### [Excerpt provided]
+===+

Skip to content

pkhuong/aerie

Folders and files

NameName
Last commit message
Last commit date

Latest commit

 

History

1 Commits
 
 
 
 
 
 
 
 
 
 
 
 

Repository files navigation

Aerie: a regex-like engine nested word grammars

Aerie is a library to match against semi-structured input with nested word automata. NWAs are a generalisation of finite state automata that operate on streams of values and nested streams. Unlike full context-free languages, NWAs assume that the input is pre-tokenised as values and open/close brackets (nested stream markers). In return for this (often irrelevant) restriction, we get simple operations that are comparable to regular languages. In particular, we can match a given NWA against a stream without backtracking and time linear with respect to the size of the stream.

Logically, Aerie is composed of two independent components: the paired lexer, aerie.plexer, and the structured streaming regex matcher, aerie.sregex.

+===+

### [Recorded data]
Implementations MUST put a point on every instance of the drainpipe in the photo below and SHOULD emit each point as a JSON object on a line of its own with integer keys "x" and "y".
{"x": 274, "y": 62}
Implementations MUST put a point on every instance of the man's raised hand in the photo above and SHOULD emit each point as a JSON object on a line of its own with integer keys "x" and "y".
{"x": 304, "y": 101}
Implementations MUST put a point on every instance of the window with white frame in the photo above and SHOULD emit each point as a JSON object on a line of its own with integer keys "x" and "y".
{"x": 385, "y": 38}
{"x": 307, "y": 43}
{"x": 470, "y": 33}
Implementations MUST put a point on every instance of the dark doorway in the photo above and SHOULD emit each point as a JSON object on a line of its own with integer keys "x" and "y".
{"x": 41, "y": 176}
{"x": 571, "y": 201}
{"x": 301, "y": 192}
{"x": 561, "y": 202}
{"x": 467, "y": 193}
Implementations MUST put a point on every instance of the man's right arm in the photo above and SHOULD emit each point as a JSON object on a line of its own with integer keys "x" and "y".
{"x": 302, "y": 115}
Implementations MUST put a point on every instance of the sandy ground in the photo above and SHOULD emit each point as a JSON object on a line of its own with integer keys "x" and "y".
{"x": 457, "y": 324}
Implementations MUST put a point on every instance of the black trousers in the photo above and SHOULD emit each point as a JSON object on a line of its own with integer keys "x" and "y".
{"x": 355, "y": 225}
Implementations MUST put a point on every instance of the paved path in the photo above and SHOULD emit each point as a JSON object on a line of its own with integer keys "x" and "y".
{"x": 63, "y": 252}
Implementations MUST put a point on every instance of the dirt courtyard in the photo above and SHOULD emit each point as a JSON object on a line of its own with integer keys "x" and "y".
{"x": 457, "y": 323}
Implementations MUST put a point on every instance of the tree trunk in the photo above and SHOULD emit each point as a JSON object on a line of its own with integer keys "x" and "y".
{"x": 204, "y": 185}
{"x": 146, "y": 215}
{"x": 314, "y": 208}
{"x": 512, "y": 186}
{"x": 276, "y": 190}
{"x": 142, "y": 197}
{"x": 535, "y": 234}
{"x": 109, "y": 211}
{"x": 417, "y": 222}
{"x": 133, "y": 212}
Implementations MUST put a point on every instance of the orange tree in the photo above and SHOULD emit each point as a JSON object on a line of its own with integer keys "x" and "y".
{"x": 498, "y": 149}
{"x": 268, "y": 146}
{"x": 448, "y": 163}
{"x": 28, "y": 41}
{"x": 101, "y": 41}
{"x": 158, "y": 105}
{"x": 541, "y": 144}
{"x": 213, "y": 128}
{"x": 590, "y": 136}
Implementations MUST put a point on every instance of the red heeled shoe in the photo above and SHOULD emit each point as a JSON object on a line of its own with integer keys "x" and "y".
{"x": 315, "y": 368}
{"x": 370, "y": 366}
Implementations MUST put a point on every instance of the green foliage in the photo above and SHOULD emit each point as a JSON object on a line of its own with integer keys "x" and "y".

+===+

### [Given instruction 1]
Answer these questions from the Aerie page above the rows:
(a) What does an NWA assume about its input?
(b) What are the names of Aerie's two components?
(c) How many commits does the page list?
### [Given instruction 2]
Carry on the Aerie page, placed above the rows, from the point where it stops.

### [Answer 1]
(a) That the input is pre-tokenised as values and open/close brackets, which are nested stream markers.
(b) The paired lexer, aerie.plexer, and the structured streaming regex matcher, aerie.sregex.
(c) 1.

### [Answer 2]
The plexer takes an input string and returns a nest: an array of (non-array) values and child nest arrays. In theory, we could do this with any iteratable, but repeated matches against a stream are annoying. The default dispatch table for aerie.plex matches parentheses, single and double quoted strings. More on that later.

The structured regex (sregex) matcher works by taking structured regular expressions, converting them to (nested) NFAs, and executing NFAs without backtracking, in a set of state representation. Sregexen are structured because they are first-class Python objects, and not just line noise in a string, and because they match structured (nested) streams of values. Any sregex Pattern object can be directly matched against an iteratable.

How to write a plexer

Custom plexers are defined by the dispatch function. Dispatch functions accept the current state and a ViewString (copy-free string slice), and return an action.

An action is a pair of:

  • value
  • stack action.

The value is appended to the topmost stream of items. A value of None is not added, and a list represents a sequence of values to adjoin to the end of the topmost stream. As a special case for incremental lexing of strings, consecutive strings are smooshed before entering the stream of items.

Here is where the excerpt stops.